# Bacaan
──────────

Jakarta: Kinerja Dewan Pengawas Komisi Pemberantasan Korupsi (Dewas KPK) ikut menuai sorotan buntut banyaknya dugaan pelanggaran kode etik yang dilakukan oleh Ketua KPK, Firli Bahuri.
Pada dasarnya, Dewan Pengawas (Dewas) KPK berperan dalam penegakan kode etik yakni dengan menyusun dan menetapkan kode etik pimpinan dan pegawai KPK, menindaklanjuti laporan dari masyarakat mengenai adanya dugaan pelanggaran kode etik oleh pimpinan dan pegawai KPK, serta menyelenggarakan sidang atas dugaan pelanggaran kode etik tersebut.
Namun fakta di lapangan menunjukkan fakta yang berbeda. Bahkan beberapa kali, Dewas KPK jarang sekali memberikan sanksi tegas kepada Firli.

──────────

[Daftar identifikasi posisi]
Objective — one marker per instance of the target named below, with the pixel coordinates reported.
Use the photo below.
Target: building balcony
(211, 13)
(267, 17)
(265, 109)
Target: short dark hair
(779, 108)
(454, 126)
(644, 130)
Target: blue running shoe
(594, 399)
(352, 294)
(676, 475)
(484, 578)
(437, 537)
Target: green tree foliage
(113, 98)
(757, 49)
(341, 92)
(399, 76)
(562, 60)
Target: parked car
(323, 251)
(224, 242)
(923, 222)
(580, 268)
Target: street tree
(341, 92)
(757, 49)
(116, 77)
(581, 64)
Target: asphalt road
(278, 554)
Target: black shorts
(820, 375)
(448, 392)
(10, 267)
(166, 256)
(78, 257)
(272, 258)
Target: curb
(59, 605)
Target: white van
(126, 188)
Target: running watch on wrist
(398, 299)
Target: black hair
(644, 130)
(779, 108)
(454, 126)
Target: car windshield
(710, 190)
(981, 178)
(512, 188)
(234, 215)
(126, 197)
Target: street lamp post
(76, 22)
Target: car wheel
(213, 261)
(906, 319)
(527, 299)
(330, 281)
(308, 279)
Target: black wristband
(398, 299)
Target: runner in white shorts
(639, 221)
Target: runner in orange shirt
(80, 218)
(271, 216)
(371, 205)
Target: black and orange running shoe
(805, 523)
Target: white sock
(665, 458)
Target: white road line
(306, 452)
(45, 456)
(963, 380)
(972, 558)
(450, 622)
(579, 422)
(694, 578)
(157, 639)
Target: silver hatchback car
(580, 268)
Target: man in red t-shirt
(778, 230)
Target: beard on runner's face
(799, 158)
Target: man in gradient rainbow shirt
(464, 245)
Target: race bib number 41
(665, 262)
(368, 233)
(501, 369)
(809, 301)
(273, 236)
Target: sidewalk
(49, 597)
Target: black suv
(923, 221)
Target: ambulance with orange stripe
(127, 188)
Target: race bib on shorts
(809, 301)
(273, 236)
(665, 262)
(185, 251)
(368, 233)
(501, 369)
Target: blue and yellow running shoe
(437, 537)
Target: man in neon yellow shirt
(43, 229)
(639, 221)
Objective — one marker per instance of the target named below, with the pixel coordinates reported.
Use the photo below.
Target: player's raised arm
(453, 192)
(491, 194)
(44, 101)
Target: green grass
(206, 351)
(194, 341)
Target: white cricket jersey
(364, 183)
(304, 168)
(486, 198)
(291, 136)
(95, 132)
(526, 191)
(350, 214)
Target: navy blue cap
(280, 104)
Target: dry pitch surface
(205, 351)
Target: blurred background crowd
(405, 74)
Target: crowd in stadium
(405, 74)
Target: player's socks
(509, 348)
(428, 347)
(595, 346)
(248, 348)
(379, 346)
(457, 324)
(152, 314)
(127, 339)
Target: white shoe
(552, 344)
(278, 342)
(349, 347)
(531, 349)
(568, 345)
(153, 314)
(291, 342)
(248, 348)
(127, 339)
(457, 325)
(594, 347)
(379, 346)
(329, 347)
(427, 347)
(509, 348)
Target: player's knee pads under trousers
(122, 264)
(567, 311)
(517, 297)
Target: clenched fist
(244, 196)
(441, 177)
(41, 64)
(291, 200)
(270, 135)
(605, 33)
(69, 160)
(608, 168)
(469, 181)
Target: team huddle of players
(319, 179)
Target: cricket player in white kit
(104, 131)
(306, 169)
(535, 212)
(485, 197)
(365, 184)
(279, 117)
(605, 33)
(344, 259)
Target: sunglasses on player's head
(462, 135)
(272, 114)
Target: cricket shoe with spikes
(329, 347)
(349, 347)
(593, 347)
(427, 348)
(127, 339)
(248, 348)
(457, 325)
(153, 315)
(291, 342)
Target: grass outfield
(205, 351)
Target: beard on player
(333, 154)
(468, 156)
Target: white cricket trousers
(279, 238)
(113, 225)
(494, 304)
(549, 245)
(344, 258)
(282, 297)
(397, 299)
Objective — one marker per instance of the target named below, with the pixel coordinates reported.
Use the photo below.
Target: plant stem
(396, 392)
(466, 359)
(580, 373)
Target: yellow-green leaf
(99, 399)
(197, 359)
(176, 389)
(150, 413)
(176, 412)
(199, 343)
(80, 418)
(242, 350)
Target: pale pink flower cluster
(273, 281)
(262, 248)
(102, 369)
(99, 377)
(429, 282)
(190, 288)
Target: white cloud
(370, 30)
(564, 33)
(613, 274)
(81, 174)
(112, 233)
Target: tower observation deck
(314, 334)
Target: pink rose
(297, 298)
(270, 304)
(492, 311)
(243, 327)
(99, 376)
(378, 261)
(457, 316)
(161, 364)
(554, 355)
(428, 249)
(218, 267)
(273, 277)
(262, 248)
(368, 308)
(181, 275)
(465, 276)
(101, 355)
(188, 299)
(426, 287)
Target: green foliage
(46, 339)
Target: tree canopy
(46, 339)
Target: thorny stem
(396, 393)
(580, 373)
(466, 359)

──────────

# Latihan Soal
1. Tulis ulang seluruh bagian bacaan tentang Dewas KPK dari "Pada dasarnya, Dewan" hingga "kode etik tersebut.", dengan mengganti "masyarakat" menjadi "publik".
2. Jawablah pertanyaan berikut berdasarkan bacaan tentang Dewas KPK.
(a) Siapa yang disebut sebagai Ketua KPK?
(b) Laporan dari siapa yang ditindaklanjuti Dewas KPK mengenai dugaan pelanggaran kode etik?
(c) Seberapa sering Dewas KPK memberikan sanksi tegas kepada Firli?

# Kunci Jawaban
1.
Pada dasarnya, Dewan Pengawas (Dewas) KPK berperan dalam penegakan kode etik yakni dengan menyusun dan menetapkan kode etik pimpinan dan pegawai KPK, menindaklanjuti laporan dari publik mengenai adanya dugaan pelanggaran kode etik oleh pimpinan dan pegawai KPK, serta menyelenggarakan sidang atas dugaan pelanggaran kode etik tersebut.

2.
(a) Ketua KPK adalah Firli Bahuri.
(b) Dewas KPK menindaklanjuti laporan dari masyarakat.
(c) Dewas KPK jarang sekali memberikan sanksi tegas kepada Firli.